Segment Start: DATA FOR THIS EXERCISE

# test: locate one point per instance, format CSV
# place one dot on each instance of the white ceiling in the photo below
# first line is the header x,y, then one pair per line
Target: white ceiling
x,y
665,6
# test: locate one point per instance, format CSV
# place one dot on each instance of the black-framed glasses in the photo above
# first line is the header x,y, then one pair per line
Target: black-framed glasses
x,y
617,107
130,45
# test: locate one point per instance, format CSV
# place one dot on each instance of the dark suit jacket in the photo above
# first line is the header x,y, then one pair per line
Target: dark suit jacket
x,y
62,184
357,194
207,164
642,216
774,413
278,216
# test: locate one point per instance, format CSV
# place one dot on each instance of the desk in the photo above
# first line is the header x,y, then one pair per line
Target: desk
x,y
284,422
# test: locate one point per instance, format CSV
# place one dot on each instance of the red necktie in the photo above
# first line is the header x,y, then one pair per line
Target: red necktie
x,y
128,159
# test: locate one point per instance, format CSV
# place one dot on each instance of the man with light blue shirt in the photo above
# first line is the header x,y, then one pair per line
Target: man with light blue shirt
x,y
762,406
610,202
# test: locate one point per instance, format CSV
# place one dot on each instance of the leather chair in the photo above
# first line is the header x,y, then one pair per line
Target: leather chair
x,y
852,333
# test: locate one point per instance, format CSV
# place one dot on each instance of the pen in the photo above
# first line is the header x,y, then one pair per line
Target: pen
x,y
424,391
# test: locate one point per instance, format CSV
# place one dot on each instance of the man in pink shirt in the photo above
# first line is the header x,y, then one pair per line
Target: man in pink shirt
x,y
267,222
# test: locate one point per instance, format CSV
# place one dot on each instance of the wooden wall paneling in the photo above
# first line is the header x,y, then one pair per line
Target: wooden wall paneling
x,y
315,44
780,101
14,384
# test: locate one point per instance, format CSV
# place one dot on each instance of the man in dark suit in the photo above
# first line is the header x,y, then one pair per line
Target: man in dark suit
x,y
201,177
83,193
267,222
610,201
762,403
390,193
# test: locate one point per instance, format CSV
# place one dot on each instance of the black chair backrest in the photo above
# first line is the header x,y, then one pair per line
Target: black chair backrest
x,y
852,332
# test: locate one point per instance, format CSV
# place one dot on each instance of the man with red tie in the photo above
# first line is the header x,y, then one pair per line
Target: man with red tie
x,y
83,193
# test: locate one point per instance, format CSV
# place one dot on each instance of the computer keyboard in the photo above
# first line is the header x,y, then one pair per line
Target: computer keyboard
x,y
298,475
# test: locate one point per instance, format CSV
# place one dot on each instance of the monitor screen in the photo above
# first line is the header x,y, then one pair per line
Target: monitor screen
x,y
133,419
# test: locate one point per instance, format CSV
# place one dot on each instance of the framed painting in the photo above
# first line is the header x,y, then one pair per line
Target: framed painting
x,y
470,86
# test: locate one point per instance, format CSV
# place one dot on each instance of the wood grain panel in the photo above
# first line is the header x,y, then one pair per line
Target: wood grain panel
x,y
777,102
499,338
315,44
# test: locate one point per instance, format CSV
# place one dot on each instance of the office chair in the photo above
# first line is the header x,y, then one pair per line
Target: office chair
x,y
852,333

Segment End: DATA FOR THIS EXERCISE

• EXERCISE DESCRIPTION:
Each record must be reproduced exactly, with nothing missing.

• WRITTEN SOLUTION:
# test: locate one point per instance, format CSV
# place one dot on each instance of the white ceiling in the photo below
# first line is the header x,y, then one pair per line
Target: white ceiling
x,y
665,6
# test: locate one point per instance, format CSV
# place one dot on each instance of the black-framed glasses in the photo above
# first line is the header x,y, then one pair per line
Target: black-framed glasses
x,y
617,107
130,45
# test: locate one point per instance, format CSV
# place one dot on each instance of the dark suit jacket in the photo above
# first line is the header x,y, then one pair per line
Target: dark suit jacket
x,y
62,184
357,194
207,164
642,216
774,413
278,216
# test: locate one point per instance, format CSV
# place one dot on each instance of the desk in the photo above
# first line is the header x,y, then one pair per line
Target: desk
x,y
284,422
# test: locate one point per instance, format CSV
# place one dot on each instance of the red necktie in the photo above
# first line is the header x,y, then one pair per line
Target: red necktie
x,y
128,159
# test: locate one point per instance, format CSV
# place one dot on each instance of the man with light blue shirt in the photo above
# first line is the header x,y, then one pair per line
Target: man with light blue shirt
x,y
762,406
610,202
# test: locate one point per instance, format CSV
# place one dot on each instance of the leather chair in the photo above
# first line is the header x,y, then one pair per line
Target: leather chair
x,y
852,333
# test: locate one point per instance, format CSV
# place one dot on each instance of the pen in the photo above
# first line is the header x,y, then one pair per line
Target: pen
x,y
424,391
# test: locate one point per instance, format CSV
# place one dot on each instance of the man in pink shirt in the photo above
# first line is the header x,y, then one pair per line
Target: man in pink shirt
x,y
267,222
# test: locate one point per instance, format CSV
# place one dot on each instance of the wooden wall paneling in the photo above
# first line is the header x,y, then one pair per line
Target: wooden wall paneling
x,y
315,44
780,101
14,384
# test: locate one point per instance, format CSV
# place one dot on each instance of the man in dark suit in the photo above
# first line is the header x,y, then one pair per line
Target: man in dark suit
x,y
201,177
83,193
267,222
610,201
762,403
390,193
# test: locate one point per instance, format CSV
# place one dot on each instance of the black chair backrest in the photo above
# first line is the header x,y, then one pair per line
Target: black chair backrest
x,y
852,332
# test: locate one point per instance, format CSV
# place one dot on each instance of the man with red tie in the photo above
# first line is the header x,y, then one pair per line
Target: man with red tie
x,y
83,193
# test: locate one point per instance, format CSV
# place one dot on each instance of the computer keyboard in the photo above
# first line is the header x,y, then one pair per line
Target: computer keyboard
x,y
298,475
# test: locate one point per instance, format CSV
# place one dot on each instance of the monitor screen in the photo above
# first line is the header x,y, then one pair per line
Target: monitor screen
x,y
133,419
# test: locate one point per instance, format CSV
# place one dot on each instance of the framed painting in the photo above
# first line is the header x,y, then one pair per line
Target: framed painting
x,y
470,86
# test: locate one point per instance, format CSV
# place one dot on each instance of the wood grain panel in the photo above
# first line is the header x,y, then one pair per line
Target: wood grain panel
x,y
777,102
499,338
315,44
# test: locate one point per instance, format CSV
# place one dot on each instance of the office chair in the photo above
# first line is the header x,y, then one pair per line
Target: office chair
x,y
852,333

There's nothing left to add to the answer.